**GOAL:** Can you turn every line of the items below into a numbered list, leaving out any blank lines?
###
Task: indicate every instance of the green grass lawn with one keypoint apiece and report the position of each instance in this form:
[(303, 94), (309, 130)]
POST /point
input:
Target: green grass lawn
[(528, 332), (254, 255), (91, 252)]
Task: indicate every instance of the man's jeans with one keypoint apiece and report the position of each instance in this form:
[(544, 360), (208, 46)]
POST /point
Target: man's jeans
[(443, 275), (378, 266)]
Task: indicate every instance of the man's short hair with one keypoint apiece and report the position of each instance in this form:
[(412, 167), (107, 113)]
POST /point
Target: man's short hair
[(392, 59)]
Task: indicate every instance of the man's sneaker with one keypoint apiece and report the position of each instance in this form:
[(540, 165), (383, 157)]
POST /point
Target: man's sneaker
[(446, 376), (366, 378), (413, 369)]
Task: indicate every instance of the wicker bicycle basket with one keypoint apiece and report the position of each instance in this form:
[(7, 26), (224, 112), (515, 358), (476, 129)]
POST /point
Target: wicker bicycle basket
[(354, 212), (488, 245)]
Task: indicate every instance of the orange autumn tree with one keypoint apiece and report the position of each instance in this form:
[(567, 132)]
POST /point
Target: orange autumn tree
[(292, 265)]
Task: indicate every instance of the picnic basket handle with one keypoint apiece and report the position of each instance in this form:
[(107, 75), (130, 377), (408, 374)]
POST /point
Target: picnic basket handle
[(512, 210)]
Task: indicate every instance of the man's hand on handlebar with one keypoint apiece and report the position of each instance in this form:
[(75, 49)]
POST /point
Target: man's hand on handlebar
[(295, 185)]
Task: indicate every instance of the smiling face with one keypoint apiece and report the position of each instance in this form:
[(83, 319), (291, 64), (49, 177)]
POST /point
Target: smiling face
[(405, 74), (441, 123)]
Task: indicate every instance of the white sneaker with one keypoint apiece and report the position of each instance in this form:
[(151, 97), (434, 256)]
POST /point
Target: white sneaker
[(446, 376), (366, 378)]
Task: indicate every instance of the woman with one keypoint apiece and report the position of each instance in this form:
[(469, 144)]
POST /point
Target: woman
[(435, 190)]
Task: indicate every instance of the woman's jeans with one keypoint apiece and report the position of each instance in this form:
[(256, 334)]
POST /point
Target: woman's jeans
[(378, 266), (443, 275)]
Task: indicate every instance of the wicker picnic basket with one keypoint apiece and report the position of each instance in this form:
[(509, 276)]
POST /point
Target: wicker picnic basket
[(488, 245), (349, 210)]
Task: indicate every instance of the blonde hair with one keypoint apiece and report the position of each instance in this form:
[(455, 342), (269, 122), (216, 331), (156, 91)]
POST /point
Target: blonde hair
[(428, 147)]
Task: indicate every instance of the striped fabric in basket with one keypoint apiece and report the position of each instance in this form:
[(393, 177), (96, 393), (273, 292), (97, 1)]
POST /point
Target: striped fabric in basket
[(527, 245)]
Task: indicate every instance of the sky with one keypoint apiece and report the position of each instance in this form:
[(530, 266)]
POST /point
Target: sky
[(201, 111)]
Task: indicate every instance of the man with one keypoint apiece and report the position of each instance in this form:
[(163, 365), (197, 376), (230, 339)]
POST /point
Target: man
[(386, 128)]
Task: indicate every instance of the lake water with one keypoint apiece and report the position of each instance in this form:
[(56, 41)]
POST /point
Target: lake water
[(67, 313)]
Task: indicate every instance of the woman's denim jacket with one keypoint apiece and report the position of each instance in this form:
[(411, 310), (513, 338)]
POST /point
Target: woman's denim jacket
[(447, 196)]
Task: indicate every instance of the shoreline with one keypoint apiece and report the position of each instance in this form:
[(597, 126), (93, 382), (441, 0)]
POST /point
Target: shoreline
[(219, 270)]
###
**RESULT:**
1. Task: indicate every instance of the green grass lawn with one keypoint apiece and report the position of each instance in this form:
2. [(303, 94), (309, 130)]
3. POST /point
4. input:
5. Target: green grass lawn
6. [(528, 332), (254, 255), (91, 252)]
7. Task: indicate every instance of the man's jeans with one keypoint apiece and report the position of each instance in this form:
8. [(544, 360), (208, 46)]
9. POST /point
10. Target: man's jeans
11. [(443, 275), (378, 266)]
12. Task: indicate every instance of the man's short hair with one keypoint apiece and report the position of each instance in this form:
13. [(412, 167), (107, 113)]
14. POST /point
15. Target: man's short hair
16. [(392, 59)]
17. Task: indicate every instance of the man's sneaker with one keypoint apiece and report the position of each instance in this form:
18. [(540, 165), (383, 157)]
19. POST /point
20. Target: man's sneaker
21. [(446, 376), (366, 378), (413, 369)]
22. Task: indicate every instance of the wicker bicycle basket with one keypoint apiece and report the position of each instance in this form:
23. [(7, 26), (224, 112), (515, 358), (476, 129)]
24. POST /point
25. Target: wicker bicycle basket
26. [(354, 212), (488, 245)]
27. Task: indicate every instance of the orange autumn tree with one keypoint apiece and report the position of each instance in this form:
28. [(567, 132)]
29. POST /point
30. Target: orange autumn tree
31. [(292, 265)]
32. Task: indicate every instance of the picnic basket handle with one keypoint apiece and report the position of each instance in this form:
33. [(107, 75), (130, 377), (408, 374)]
34. POST /point
35. Target: picnic basket handle
36. [(512, 210)]
37. Task: indicate every instance of the man's hand on handlebar with one keypoint apiece and report the position of each instance in this form:
38. [(75, 49)]
39. POST /point
40. Target: man's hand on handlebar
41. [(295, 185)]
42. Task: indicate every instance of the smiling face with one keypoint apiece and report the position of each instance in this form:
43. [(83, 319), (291, 64), (49, 177)]
44. POST /point
45. Target: smiling face
46. [(405, 74), (441, 123)]
47. Task: indicate every instance of the white sneaker with one keypoint apiece and report the position of each instance in this form:
48. [(151, 97), (434, 256)]
49. POST /point
50. Target: white sneaker
51. [(446, 376), (366, 378)]
52. Task: indicate every instance of the woman with one keypoint apiece and report the position of each instance in this form:
53. [(469, 144)]
54. POST /point
55. Target: woman
56. [(435, 190)]
57. Task: indicate every instance of the woman's jeans with one keypoint apiece and report the position of each instance in this form:
58. [(256, 334)]
59. POST /point
60. Target: woman's jeans
61. [(378, 266), (443, 275)]
62. Task: indicate every instance of the wicker picnic basket with one keypoint apiece and report the position of each instance in this form:
63. [(509, 276)]
64. POST /point
65. Target: wicker picnic basket
66. [(488, 245), (349, 210)]
67. Task: indicate every instance of the blonde hair with one keypoint apiece and report the position of each instance in this form:
68. [(455, 342), (269, 122), (216, 331), (156, 91)]
69. POST /point
70. Target: blonde hair
71. [(428, 147)]
72. Task: indicate every instance of the striped fabric in basket with one keypoint apiece and report the position of each instance in this form:
73. [(393, 177), (96, 393), (273, 292), (97, 1)]
74. POST /point
75. Target: striped fabric in basket
76. [(527, 245)]
77. Task: indicate every instance of the sky with one keypoint apiece and report the position of each instance in this form:
78. [(530, 266)]
79. POST /point
80. Target: sky
81. [(201, 111)]
82. Task: indicate every instance of the man with one keypoint apiece and report the position of each instance in this form:
83. [(163, 365), (197, 376), (230, 339)]
84. POST /point
85. Target: man
86. [(386, 128)]
87. Task: indicate every instance of the lake water with one keypoint apiece and report the position of each instance in this form:
88. [(56, 41)]
89. POST /point
90. Target: lake water
91. [(67, 313)]
92. Task: indicate every instance of the woman's denim jacket with one keypoint apiece and report the position of each instance in this form:
93. [(411, 310), (513, 338)]
94. POST /point
95. Target: woman's denim jacket
96. [(447, 196)]
97. Task: indicate every instance of the shoreline with one keypoint apiece and report the position of each instance in this form:
98. [(597, 126), (93, 382), (441, 0)]
99. POST /point
100. Target: shoreline
101. [(219, 270)]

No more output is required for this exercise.